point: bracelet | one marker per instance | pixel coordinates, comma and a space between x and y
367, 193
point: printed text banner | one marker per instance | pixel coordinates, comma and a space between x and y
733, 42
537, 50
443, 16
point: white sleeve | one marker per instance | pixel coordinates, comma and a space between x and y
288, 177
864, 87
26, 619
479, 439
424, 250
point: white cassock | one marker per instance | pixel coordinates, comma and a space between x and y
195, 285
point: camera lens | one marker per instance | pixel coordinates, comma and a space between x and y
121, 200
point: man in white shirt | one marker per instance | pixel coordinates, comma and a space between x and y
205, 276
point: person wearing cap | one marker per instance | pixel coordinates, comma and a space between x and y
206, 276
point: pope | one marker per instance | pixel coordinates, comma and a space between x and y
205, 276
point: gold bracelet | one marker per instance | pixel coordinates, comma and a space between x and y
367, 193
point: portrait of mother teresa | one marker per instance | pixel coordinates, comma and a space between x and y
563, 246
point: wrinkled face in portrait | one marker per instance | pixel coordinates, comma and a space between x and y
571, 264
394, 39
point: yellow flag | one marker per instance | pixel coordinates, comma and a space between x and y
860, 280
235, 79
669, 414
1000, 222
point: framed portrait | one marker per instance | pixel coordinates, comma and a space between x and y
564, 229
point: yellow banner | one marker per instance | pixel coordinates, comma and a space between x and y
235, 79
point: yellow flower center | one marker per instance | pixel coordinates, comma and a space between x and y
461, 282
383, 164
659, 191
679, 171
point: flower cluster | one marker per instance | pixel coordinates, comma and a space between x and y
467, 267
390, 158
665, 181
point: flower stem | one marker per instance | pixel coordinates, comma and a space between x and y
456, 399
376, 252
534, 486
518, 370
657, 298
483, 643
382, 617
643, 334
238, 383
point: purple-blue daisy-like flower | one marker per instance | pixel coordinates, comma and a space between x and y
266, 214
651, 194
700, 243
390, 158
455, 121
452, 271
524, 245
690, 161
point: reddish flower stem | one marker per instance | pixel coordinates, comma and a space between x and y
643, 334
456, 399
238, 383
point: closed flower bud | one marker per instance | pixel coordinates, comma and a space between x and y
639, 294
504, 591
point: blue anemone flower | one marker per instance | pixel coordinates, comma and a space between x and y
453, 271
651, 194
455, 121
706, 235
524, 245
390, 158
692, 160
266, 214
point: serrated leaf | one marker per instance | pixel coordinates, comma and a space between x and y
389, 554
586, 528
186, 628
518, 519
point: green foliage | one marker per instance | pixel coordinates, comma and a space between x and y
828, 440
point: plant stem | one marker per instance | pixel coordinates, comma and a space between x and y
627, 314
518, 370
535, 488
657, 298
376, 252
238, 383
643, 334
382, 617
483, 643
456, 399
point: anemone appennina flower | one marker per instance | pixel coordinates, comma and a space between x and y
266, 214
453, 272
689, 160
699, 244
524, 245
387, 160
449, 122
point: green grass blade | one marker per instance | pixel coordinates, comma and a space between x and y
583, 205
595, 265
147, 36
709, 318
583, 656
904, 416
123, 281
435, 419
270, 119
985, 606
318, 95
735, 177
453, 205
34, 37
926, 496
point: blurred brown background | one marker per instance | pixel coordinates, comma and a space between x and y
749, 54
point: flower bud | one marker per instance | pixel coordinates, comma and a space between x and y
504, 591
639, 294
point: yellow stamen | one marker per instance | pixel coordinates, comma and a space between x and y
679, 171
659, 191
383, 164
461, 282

_____

→ **What the task asks**: Faithfully copy every entry, leaving nothing out.

→ **Written response**:
point: bracelet | one marker per instance | pixel coordinates, comma and a space between x and y
367, 193
point: printed text banner | one marker per instance | pixel coordinates, comma and a space between x and y
733, 42
537, 50
443, 16
point: white sleeve | one marker per instance | pixel coordinates, comma and a space between x and y
288, 177
864, 87
26, 619
479, 439
424, 250
point: white cassock | one marker per instance | pixel coordinates, comma and a space between x and y
195, 285
point: camera lens | one marker per instance | pixel coordinates, comma and a space between x and y
121, 200
point: man in white shirt | one marker per instance | pixel coordinates, comma and a space between x and y
205, 276
point: person wearing cap | one marker per instance | pixel coordinates, comma and a space between x and y
206, 276
point: pope | one marker per instance | pixel coordinates, comma and a space between x and y
205, 276
point: gold bracelet | one marker per instance | pixel coordinates, comma and a space between x and y
367, 193
point: portrait of mother teresa | one marker per instance | pixel coordinates, comma and a space between x and y
563, 246
point: wrinkled face in portrait | one marker per instance | pixel coordinates, comma and a space between x and y
571, 264
394, 39
point: yellow flag | one marker per instance | pixel coordinates, comma and a space between x and y
860, 280
235, 79
669, 414
1000, 222
point: framed portrait | one marker per instance | pixel coordinates, comma and a space between x and y
564, 229
point: yellow banner | one marker per instance | pixel coordinates, comma and a space between x and y
235, 79
point: yellow flower center | one marker per instance | pixel coordinates, comma and a space between x and y
461, 282
383, 164
659, 191
679, 171
point: flower cluster | one marker per instance | pixel coordinates, comma and a space between x and y
467, 267
390, 158
665, 181
point: flower stem | one marker per instance | pixel coordinates, comma and a space between x and y
456, 399
376, 252
534, 486
518, 370
657, 298
483, 643
382, 617
643, 334
238, 383
point: purple-blue daisy-like flower | one marker per instance | pixel coordinates, comma and a space between x and y
266, 214
651, 194
700, 243
390, 158
455, 121
452, 271
524, 245
690, 161
point: reddish flower stem | one marker per instance | pixel coordinates, comma and a space between x and y
643, 334
456, 399
238, 383
point: closed flower bud | one marker per instance | pixel coordinates, comma and a space between x and y
639, 294
504, 591
point: blue anemone flower | one marker per instance | pixel coordinates, comma and a space between x and y
453, 271
651, 194
455, 121
706, 235
524, 245
390, 158
692, 160
266, 214
point: serrated leaf | one marker per instance | pixel coordinates, comma and a space between x and y
389, 554
586, 528
186, 628
518, 519
point: green foliage | one marker per instance | pixel coordinates, comma and a space between x and y
828, 440
point: plant stem | one marker per instance | pixel coordinates, comma and a space between x and y
627, 314
518, 370
535, 488
657, 298
376, 252
238, 383
643, 334
382, 617
483, 643
456, 399
point: anemone appennina flower | one marker per instance | pixel coordinates, comma and a space between x and y
266, 214
453, 272
689, 160
699, 244
524, 245
387, 160
449, 122
point: green grass blade | one marker per instance | pixel coordinates, comma and a space between x and y
583, 205
595, 265
147, 36
709, 318
583, 656
904, 416
123, 281
435, 419
270, 119
985, 606
318, 95
735, 177
453, 205
34, 37
926, 496
point: blurred brown background | one marker per instance | pixel coordinates, comma and a space between x and y
749, 54
point: flower bud | one marker per instance | pixel coordinates, comma and a space between x and y
504, 591
639, 294
point: yellow stamen | one marker per instance | pixel coordinates, comma and a space between x and y
679, 171
659, 191
383, 164
461, 282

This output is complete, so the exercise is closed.